Il nous permet d’observer l’industrialisation forte du quartier qui débute dès la seconde moitié du XIXe siècle. L’enceinte de Thiers est construite en 1842, précédant de peu l’annexion de la commune de La Chapelle à Paris en 1860. Dès 1845, les premières infrastructures ferroviaires voient le jour, avec le dépôt de La Chapelle, puis la mise en service de la gare Chapelle-Saint-Denis en 1871.
L’essor de l’industrialisation transforme complètement la morphologie du quartier, les champs laissent place aux entrepôts à charbon, aux usines à gaz et aux dépôts ferroviaires.
À l’ouest, les chemins de fer du Nord s’étendent et densifient leur emprise pour les ateliers et la gare aux marchandises ; les lignes ferroviaires se sont élargies pour rallier la gare du Nord qui s’agrandit en 1865.

•••

» **CONSIGNE A**
Repérez dans les entrées ci-dessous chaque ligne où figure la chaîne "shoulder", puis recopiez ces lignes.
L'article ci-dessus n'a aucun rapport avec les entrées qui suivent.

•••

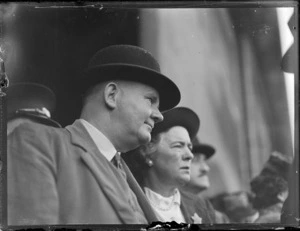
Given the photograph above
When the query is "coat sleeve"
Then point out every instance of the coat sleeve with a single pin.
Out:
(31, 183)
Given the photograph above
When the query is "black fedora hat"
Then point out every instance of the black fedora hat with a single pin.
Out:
(31, 100)
(127, 62)
(179, 116)
(201, 148)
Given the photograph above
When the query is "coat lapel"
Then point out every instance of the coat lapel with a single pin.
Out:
(143, 201)
(109, 179)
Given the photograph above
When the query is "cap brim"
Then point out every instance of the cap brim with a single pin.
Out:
(169, 93)
(39, 118)
(205, 149)
(179, 116)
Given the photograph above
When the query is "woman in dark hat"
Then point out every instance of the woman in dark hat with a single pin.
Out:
(163, 166)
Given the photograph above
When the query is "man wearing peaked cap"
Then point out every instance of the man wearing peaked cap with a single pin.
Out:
(76, 175)
(30, 102)
(162, 166)
(199, 169)
(199, 179)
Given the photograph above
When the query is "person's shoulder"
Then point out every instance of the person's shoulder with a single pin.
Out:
(194, 198)
(33, 129)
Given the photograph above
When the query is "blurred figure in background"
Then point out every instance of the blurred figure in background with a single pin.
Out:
(270, 194)
(199, 169)
(164, 166)
(271, 188)
(29, 102)
(237, 206)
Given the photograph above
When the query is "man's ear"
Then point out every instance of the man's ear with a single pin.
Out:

•••

» **CONSIGNE B**
Relevez toutes les années citées dans l'article sur le quartier de La Chapelle, dans leur ordre d'apparition.

» **RÉPONSE ATTENDUE A**
When the query is "person's shoulder"
Then point out every instance of the person's shoulder with a single pin.

» **RÉPONSE ATTENDUE B**
1842, 1860, 1845, 1871, 1865